**Stated goal**
Rewrite all of the items below with every "pointer" changed to "locator", keeping everything else the same.
== Input for this task
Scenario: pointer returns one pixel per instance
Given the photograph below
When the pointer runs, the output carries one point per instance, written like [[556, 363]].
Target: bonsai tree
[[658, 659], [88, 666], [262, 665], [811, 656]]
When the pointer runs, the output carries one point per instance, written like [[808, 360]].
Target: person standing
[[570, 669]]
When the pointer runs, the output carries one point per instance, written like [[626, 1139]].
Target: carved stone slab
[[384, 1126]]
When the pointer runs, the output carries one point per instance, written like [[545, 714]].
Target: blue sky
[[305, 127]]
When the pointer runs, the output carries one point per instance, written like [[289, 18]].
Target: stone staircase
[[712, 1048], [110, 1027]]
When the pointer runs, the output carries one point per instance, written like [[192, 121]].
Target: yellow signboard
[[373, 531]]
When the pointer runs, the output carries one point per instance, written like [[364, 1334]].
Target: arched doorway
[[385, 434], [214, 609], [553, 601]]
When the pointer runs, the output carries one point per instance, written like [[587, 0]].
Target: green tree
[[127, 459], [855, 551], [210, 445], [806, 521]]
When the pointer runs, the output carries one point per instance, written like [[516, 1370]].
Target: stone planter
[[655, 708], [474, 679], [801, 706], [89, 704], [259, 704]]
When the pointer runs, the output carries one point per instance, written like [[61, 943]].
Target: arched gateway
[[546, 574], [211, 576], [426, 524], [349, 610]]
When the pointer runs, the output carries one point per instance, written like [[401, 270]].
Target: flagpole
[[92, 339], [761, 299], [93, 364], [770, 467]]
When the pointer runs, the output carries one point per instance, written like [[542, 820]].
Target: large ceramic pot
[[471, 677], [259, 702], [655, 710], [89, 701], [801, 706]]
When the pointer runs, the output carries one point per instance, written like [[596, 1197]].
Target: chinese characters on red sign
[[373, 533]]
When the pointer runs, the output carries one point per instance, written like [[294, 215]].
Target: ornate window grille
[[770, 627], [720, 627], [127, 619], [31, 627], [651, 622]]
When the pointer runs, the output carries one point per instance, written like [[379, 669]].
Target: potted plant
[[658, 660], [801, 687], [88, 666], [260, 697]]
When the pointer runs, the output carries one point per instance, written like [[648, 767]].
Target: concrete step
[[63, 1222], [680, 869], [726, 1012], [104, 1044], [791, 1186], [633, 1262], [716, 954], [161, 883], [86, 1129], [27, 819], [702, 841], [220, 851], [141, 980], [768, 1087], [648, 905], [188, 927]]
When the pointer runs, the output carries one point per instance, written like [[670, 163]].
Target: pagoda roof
====
**Response to this exercise**
Scenario: locator returns one pixel per instance
Given the photograph below
When the locator runs, the output carries one point per instance, written like [[556, 363]].
Target: bonsai tree
[[658, 659], [88, 666], [262, 665], [811, 656]]
When the locator runs, the output carries one point per instance, written like [[808, 360]].
Target: person standing
[[570, 669]]
When the locator runs, the output carries one point per instance, written like [[626, 1139]].
Target: carved stone slab
[[384, 1126]]
When the locator runs, the output carries one point per instance, written like [[545, 714]].
Target: blue sky
[[305, 127]]
When the locator runs, the output carries one point per instance, written like [[289, 18]].
Target: stone staircase
[[712, 1048], [110, 1027]]
When the locator runs, the output carries one point per instance, written like [[192, 121]].
Target: yellow signboard
[[373, 531]]
When the locator runs, the output carries one point per instance, written like [[364, 1334]].
Target: arched doorway
[[385, 434], [214, 609], [553, 601]]
When the locator runs, the output carries one point per instance, written like [[587, 0]].
Target: green tree
[[127, 459], [855, 551], [210, 445], [806, 521]]
When the locator runs, the output carries one point per instance, written like [[516, 1370]].
Target: stone planter
[[655, 708], [474, 679], [801, 706], [89, 704], [259, 704]]
When the locator runs, the output carries one point per instance, written like [[61, 943]].
Target: arched gateway
[[546, 574], [211, 576], [426, 524], [349, 610]]
When the locator runs, the output carries one point per instance, written like [[401, 270]].
Target: flagpole
[[92, 339], [761, 299], [93, 364], [770, 467]]
When the locator runs, the output carries one point per instance, written like [[542, 820]].
Target: large ceramic pot
[[471, 677], [259, 702], [655, 710], [89, 701], [801, 706]]
When the locator runs, the output carries one point per instance, written like [[596, 1197]].
Target: chinese characters on red sign
[[373, 533]]
When the locator runs, the output carries one point per instance, written like [[294, 215]].
Target: ornate window grille
[[770, 627], [720, 627], [127, 619], [31, 627], [651, 622]]
When the locator runs, the output carries one point per instance, written like [[379, 669]].
Target: potted plant
[[658, 660], [801, 687], [88, 666], [260, 697]]
When the locator runs, the output carries one point per instance, written like [[648, 767]].
Target: concrete step
[[63, 1222], [680, 869], [726, 1012], [104, 1044], [791, 1186], [633, 1262], [716, 954], [161, 883], [86, 1129], [27, 819], [702, 841], [220, 851], [141, 980], [768, 1087], [648, 905], [188, 927]]
When the locator runs, the output carries one point per instance, written like [[670, 163]].
Target: pagoda roof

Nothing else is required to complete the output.